(Beginning of Input records)

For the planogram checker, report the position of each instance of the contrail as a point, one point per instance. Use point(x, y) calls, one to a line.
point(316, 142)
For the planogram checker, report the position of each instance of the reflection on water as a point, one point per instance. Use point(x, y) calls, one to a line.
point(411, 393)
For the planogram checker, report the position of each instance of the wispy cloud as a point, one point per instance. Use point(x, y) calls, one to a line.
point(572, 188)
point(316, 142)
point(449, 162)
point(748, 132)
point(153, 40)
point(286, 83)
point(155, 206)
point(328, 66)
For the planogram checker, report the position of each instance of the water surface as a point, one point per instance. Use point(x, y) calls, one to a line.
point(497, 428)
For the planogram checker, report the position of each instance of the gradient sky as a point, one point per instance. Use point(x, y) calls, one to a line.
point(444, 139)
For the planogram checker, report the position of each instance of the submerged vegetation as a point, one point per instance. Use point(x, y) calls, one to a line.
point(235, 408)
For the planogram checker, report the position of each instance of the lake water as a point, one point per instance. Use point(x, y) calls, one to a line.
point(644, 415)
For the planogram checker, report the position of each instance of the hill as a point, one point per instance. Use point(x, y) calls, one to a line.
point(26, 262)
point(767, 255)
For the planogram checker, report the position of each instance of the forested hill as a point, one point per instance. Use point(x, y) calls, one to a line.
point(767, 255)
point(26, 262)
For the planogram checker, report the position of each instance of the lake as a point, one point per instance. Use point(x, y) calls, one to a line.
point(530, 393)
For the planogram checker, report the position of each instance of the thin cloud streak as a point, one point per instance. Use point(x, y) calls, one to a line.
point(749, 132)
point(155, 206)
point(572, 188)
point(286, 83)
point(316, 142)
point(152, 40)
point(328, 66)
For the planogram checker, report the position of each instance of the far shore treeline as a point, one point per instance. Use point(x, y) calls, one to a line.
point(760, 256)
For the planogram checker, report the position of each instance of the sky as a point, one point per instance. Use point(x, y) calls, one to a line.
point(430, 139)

(End of Input records)

Work instruction: Your task is to retype all of the records exactly.

Reply to the task:
For the planogram checker, report the position of each instance of the contrail as a point, one point per instance. Use point(x, y) calls, one to a line.
point(316, 142)
For the planogram checker, report the position of each instance of the reflection on water as a point, one point per instance. Use point(x, y) calls, one to a line.
point(411, 393)
For the planogram checker, report the position of each instance of the wispy cloud as a point, one point per instance. Use point(x, y) calls, one to a line.
point(572, 188)
point(316, 142)
point(449, 162)
point(748, 132)
point(153, 40)
point(286, 83)
point(155, 206)
point(328, 66)
For the planogram checker, report the position of each instance of the water surface as a point, one point per instance. Use point(x, y) calls, one to a line.
point(497, 428)
For the planogram checker, report the position of each instance of the gradient sky as a point, one point per instance. Use point(x, y) calls, one to a line.
point(444, 139)
For the planogram checker, report the position of each instance of the submerged vegetation as a point, one point per instance. Use point(x, y) calls, one to a line.
point(235, 408)
For the planogram checker, report the position of each instance of the lake water as a point, one point per instance. Use point(x, y) calls, one to a line.
point(644, 415)
For the planogram checker, report the position of each instance of the hill as a point, one point per instance. Use point(x, y) calls, one to a line.
point(26, 262)
point(767, 255)
For the planogram checker, report the position of each instance of the forested hill as a point, one point per instance. Use point(x, y) calls, one to a line.
point(767, 255)
point(26, 262)
For the planogram checker, report the position of each instance of the lake as a point, one point per instance. Use point(x, y) calls, one to a line.
point(530, 393)
For the planogram checker, report the position of each instance of the thin cloud streak as a point, one point per instance. Use point(x, y) calls, one to a line.
point(749, 132)
point(155, 206)
point(572, 188)
point(286, 83)
point(316, 142)
point(152, 40)
point(328, 66)
For the planogram checker, report the position of each instance of the far shore treeline as a point, one point per instance. Use point(x, y) calls, one to a line.
point(760, 256)
For the planogram checker, report the position of each instance of the sky as a point, one point per instance. Use point(x, y) calls, one to a line.
point(430, 139)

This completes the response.